Selected passage
Cancelled for 2024-25.
Shark swimming in the ocean with sunlight passing through the ocean surface. In the Blue by A bloke called Jerm via Flickr.

General Education Requirements

Way AII


Please note effective Nov. 22, this seminar has been cancelled for 2024-25.


Course Description

Science, literature, and art have much in common and arguably encompass all human experience and knowledge. Although this holistic philosophy was embraced by many great civilizations and formed the intellectual background to the western Renaissance and Enlightenment, it has become somewhat distorted by the 20th century focus on mechanistic causality and specialization that continues today, particularly in the sciences. This Introductory Seminar seeks to bring science and the humanities closer together to view complex problems in ways that individual disciplines cannot.

Specifically, we will examine issues concerning today’s oceans through scientific, literary, and historical lenses. Our focus will be on the Gulf of California, Mexico, and our core text will be the “Narrative” portion of Sea of Cortez: A Leisurely Journal of Travel and Research (1940) by John Steinbeck and Edward F. Ricketts, republished as The Log from the Sea of Cortez in 1951. This work is more than a travelogue or scientific report – it is an informal treatise on a holistic way of thinking that is necessary to unravel complex problems, including ones that Steinbeck addressed in The Grapes of Wrath and other novels. Thus, we will work through The Log slowly and purposefully and supplement it with relevant readings from historical and contemporary works, including Rachel Carson’s Under the Sea-Wind (1941) and poetry of Robinson Jeffers, a contemporary of Ricketts and Steinbeck who also lived on the Monterey Peninsula.

Request
Reproduce the seminar description above in full, without changing any of its wording.

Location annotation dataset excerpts
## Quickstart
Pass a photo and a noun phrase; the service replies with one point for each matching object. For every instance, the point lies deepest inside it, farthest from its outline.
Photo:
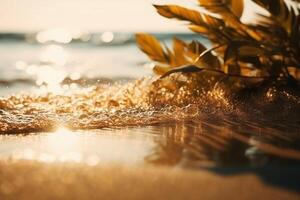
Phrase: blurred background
(50, 43)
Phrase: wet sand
(34, 180)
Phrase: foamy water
(191, 120)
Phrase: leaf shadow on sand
(228, 148)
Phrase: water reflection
(208, 144)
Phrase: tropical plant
(269, 48)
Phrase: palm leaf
(152, 47)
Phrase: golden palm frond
(270, 47)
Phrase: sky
(88, 15)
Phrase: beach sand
(35, 180)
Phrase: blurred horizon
(87, 16)
(93, 16)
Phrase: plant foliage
(268, 48)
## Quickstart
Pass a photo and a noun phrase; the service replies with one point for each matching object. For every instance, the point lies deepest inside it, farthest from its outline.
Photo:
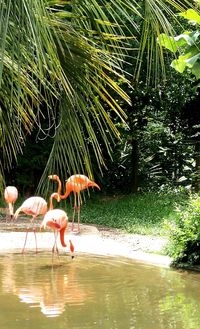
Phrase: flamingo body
(75, 183)
(10, 196)
(57, 220)
(33, 206)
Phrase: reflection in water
(50, 288)
(96, 292)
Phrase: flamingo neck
(67, 191)
(62, 236)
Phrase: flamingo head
(71, 246)
(56, 196)
(54, 177)
(50, 223)
(93, 184)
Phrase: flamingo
(57, 220)
(75, 183)
(10, 196)
(34, 206)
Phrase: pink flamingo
(57, 220)
(75, 184)
(34, 206)
(10, 196)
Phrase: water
(95, 292)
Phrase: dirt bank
(91, 239)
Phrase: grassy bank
(136, 213)
(141, 213)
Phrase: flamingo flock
(55, 219)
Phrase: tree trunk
(135, 159)
(197, 158)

The output
Cancelled for 2024-25.
Shark swimming in the ocean with sunlight passing through the ocean surface. In the Blue by A bloke called Jerm via Flickr.

General Education Requirements

Way AII


Please note effective Nov. 22, this seminar has been cancelled for 2024-25.


Course Description

Science, literature, and art have much in common and arguably encompass all human experience and knowledge. Although this holistic philosophy was embraced by many great civilizations and formed the intellectual background to the western Renaissance and Enlightenment, it has become somewhat distorted by the 20th century focus on mechanistic causality and specialization that continues today, particularly in the sciences. This Introductory Seminar seeks to bring science and the humanities closer together to view complex problems in ways that individual disciplines cannot.

Specifically, we will examine issues concerning today’s oceans through scientific, literary, and historical lenses. Our focus will be on the Gulf of California, Mexico, and our core text will be the “Narrative” portion of Sea of Cortez: A Leisurely Journal of Travel and Research (1940) by John Steinbeck and Edward F. Ricketts, republished as The Log from the Sea of Cortez in 1951. This work is more than a travelogue or scientific report – it is an informal treatise on a holistic way of thinking that is necessary to unravel complex problems, including ones that Steinbeck addressed in The Grapes of Wrath and other novels. Thus, we will work through The Log slowly and purposefully and supplement it with relevant readings from historical and contemporary works, including Rachel Carson’s Under the Sea-Wind (1941) and poetry of Robinson Jeffers, a contemporary of Ricketts and Steinbeck who also lived on the Monterey Peninsula.